====== Provided text
# Gemma 4 26B-A4B vs Nemotron 3 Super 120B-A12B — Head-to-Head Comparison

> **Date:** 2026-04-06 (updated with published benchmarks)
> **Source data:** `docs/RESEARCH-GEMMA4-BENCHMARK.md` (Phases 1-3) + `docs/RESEARCH-NEMOTRON3-SUPER.md` + official model cards
> **Both benchmarked on DGX Spark GB202 (128 GB unified memory), same script (`benchmark_gemma4_vllm.py`)**
> **Published benchmarks:** [HuggingFace model card](https://huggingface.co/google/gemma-4-26B-A4B-it), [Google DeepMind](https://deepmind.google/models/gemma/gemma-4/), [Google Blog](https://blog.google/innovation-and-ai/technology/developers-tools/gemma-4/)

---

## 1. Model Architecture

| Property | Gemma 4 26B-A4B | Nemotron 3 Super 120B-A12B |
|----------|-----------------|---------------------------|
| **Total parameters** | 25.2B | 120B |
| **Active parameters** | 3.8B (15%) | 12B (10%) |
| **Architecture** | MoE (128 experts, ~6 active) | Hybrid Mamba-2 + MoE (512 experts, 22 active) + LatentMoE |
| **Special features** | Native vision (image + video) | Multi-Token Prediction (MTP), LatentMoE, O(n) Mamba-2 layers |
| **Modality** | Text + Vision | Text only |
| **Context window** | 128K | 1M (131K configured) |
| **Quantization** | NVFP4 (community, post-training) | NVFP4 (native — trained in FP4, lossless) |
| **Developer** | Google DeepMind | NVIDIA |

---

## 2. Inference Performance (DGX Spark, Measured)
============
====== Stored data
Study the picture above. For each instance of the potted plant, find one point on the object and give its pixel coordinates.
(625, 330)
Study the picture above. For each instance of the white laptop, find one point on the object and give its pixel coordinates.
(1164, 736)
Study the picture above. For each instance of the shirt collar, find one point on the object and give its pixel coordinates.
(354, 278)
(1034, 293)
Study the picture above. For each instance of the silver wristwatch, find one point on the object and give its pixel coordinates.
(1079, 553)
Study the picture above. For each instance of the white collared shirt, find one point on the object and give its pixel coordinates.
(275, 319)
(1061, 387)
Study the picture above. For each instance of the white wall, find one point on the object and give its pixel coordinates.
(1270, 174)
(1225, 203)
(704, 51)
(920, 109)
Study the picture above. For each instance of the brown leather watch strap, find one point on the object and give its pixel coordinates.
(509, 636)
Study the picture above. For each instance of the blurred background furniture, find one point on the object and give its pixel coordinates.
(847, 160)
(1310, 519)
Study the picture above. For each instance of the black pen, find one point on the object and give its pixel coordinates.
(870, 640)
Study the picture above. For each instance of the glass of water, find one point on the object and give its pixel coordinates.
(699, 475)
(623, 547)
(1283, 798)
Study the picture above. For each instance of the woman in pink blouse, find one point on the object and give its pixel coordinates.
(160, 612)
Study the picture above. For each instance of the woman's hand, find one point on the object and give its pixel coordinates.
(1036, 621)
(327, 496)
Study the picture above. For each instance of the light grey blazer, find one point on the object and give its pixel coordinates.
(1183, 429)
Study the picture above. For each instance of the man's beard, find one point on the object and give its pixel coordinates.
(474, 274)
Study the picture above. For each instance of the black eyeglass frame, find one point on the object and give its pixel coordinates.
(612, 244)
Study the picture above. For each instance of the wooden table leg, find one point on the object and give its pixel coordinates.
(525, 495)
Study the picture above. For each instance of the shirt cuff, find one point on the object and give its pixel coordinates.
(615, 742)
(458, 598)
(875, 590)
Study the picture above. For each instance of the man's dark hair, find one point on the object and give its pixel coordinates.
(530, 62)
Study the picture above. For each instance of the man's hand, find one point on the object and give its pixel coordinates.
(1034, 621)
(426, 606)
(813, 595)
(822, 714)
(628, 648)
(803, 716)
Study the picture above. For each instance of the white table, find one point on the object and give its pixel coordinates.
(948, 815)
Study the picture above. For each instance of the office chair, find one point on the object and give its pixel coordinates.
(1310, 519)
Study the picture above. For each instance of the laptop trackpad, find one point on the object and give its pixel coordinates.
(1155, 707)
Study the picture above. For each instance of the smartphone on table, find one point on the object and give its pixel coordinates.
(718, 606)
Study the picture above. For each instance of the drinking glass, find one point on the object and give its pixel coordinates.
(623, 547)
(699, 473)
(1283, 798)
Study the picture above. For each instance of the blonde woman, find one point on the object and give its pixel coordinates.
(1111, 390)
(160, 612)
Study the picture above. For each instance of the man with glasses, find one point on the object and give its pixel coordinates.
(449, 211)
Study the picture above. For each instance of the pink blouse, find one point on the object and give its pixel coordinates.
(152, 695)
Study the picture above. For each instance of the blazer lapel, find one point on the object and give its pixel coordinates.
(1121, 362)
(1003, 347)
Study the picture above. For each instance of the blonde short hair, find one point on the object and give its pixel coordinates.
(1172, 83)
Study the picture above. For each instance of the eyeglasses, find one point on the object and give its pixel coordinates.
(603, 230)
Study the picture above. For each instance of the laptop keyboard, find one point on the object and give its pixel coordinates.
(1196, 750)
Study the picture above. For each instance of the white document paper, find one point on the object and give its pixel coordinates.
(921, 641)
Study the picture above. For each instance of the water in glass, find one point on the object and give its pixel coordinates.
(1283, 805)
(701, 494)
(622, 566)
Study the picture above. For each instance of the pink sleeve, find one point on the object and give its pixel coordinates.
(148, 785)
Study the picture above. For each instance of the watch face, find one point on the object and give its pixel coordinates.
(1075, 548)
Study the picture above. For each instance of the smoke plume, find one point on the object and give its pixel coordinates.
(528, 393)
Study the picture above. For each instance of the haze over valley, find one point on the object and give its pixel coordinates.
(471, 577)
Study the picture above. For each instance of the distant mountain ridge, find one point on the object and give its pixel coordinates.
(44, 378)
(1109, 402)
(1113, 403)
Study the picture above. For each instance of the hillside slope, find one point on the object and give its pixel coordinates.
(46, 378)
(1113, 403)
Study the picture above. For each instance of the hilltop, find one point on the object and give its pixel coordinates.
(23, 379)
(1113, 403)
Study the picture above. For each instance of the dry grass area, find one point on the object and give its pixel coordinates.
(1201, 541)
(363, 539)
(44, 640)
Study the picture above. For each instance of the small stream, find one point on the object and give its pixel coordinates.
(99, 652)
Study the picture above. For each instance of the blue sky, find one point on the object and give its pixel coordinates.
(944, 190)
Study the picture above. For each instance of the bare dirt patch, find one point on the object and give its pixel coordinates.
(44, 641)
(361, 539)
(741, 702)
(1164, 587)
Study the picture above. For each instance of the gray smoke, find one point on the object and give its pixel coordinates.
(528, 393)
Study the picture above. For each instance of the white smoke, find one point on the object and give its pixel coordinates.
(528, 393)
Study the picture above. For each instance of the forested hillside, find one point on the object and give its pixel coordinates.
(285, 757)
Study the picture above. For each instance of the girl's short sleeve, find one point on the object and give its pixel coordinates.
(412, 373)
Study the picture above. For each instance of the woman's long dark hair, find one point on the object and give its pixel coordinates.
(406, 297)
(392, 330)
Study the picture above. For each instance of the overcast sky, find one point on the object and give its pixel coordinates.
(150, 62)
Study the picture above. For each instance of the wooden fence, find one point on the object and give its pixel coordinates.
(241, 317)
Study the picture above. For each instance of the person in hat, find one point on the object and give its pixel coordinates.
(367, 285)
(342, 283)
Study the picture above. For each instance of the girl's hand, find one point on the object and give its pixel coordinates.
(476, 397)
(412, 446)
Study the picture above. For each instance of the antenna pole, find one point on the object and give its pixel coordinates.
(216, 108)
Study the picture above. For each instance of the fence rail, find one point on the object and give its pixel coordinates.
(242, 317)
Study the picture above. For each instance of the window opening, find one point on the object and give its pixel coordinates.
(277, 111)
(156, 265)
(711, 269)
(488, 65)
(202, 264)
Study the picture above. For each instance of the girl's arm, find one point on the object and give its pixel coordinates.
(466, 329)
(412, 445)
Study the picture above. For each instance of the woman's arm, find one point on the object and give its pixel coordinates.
============
◆ Set problem 1:
According to the model comparison, how many total parameters does Gemma 4 26B-A4B have?
◆ Set problem 2:
In the records, reproduce the stretch from the line containing "white table, find" through the line containing "(1155, 707)", substituting "desk chair" for "office chair" and leaving everything else unchanged. Give only those lines.

◆ Final result 1:
25.2B

◆ Final result 2:
Study the picture above. For each instance of the white table, find one point on the object and give its pixel coordinates.
(948, 815)
Study the picture above. For each instance of the desk chair, find one point on the object and give its pixel coordinates.
(1310, 519)
Study the picture above. For each instance of the laptop trackpad, find one point on the object and give its pixel coordinates.
(1155, 707)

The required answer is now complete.